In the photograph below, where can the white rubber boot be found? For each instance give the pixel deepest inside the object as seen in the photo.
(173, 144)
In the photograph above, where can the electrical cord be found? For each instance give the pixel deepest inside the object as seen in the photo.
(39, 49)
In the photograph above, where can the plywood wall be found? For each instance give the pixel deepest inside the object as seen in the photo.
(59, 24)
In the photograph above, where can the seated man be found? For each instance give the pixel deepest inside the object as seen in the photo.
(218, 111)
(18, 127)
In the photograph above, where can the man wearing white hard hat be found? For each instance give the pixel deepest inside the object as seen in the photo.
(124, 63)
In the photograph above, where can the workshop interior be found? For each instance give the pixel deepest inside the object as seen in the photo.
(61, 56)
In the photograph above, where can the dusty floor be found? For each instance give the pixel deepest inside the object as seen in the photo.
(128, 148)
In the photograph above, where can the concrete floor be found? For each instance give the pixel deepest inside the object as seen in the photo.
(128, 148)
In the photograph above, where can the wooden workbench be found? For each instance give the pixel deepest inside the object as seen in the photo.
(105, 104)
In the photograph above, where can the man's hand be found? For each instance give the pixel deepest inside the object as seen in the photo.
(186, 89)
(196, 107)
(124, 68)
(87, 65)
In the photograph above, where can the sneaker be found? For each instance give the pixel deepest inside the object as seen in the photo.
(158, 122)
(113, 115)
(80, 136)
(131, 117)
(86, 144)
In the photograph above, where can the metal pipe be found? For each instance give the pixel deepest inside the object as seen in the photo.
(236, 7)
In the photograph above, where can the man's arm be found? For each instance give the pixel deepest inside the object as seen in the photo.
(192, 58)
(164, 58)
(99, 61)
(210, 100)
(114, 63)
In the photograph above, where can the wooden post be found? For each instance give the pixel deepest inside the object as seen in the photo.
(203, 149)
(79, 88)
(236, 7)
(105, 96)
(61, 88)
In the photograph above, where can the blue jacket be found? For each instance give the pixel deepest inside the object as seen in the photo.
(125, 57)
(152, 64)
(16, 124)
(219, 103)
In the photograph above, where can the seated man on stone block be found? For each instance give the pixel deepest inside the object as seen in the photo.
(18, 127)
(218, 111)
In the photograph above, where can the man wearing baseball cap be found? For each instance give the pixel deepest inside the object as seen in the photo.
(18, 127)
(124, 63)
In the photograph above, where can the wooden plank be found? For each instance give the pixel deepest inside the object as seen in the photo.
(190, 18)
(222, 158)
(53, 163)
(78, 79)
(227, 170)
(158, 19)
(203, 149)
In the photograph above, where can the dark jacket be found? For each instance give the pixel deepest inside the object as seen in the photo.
--
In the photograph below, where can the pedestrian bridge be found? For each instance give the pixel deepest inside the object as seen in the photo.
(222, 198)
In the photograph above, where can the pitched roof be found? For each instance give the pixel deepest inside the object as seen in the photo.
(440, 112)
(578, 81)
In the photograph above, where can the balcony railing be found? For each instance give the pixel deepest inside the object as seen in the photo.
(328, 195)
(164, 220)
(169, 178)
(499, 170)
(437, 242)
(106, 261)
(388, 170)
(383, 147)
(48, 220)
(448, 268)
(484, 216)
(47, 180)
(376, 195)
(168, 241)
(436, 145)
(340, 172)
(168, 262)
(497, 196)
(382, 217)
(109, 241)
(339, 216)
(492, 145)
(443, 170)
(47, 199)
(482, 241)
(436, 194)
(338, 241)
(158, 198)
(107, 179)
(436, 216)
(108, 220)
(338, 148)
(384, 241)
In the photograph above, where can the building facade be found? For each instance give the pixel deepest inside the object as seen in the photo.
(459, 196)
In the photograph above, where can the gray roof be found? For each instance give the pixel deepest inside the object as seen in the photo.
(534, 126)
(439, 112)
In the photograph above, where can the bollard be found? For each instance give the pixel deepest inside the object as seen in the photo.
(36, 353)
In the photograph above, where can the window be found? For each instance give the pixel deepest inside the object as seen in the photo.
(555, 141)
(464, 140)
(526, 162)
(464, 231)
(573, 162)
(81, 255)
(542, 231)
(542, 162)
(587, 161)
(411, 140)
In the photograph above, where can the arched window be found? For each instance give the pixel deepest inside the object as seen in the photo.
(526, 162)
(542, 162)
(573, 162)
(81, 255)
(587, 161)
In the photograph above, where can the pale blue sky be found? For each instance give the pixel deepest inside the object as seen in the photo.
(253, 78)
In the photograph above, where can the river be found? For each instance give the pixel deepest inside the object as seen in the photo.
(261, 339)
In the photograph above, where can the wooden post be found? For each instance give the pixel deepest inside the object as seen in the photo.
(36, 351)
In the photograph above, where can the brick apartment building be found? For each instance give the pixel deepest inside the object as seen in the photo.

Exercise brief. Collect every line in the two blocks above that contains the word "blue".

Exercise response.
In the photograph above, where can the blue jacket be found? For each instance give the pixel deepest inside the object as seen in the photo.
In the photograph above, where can the pale blue sky be found? For each instance give the pixel deepest inside the object as seen in the photo.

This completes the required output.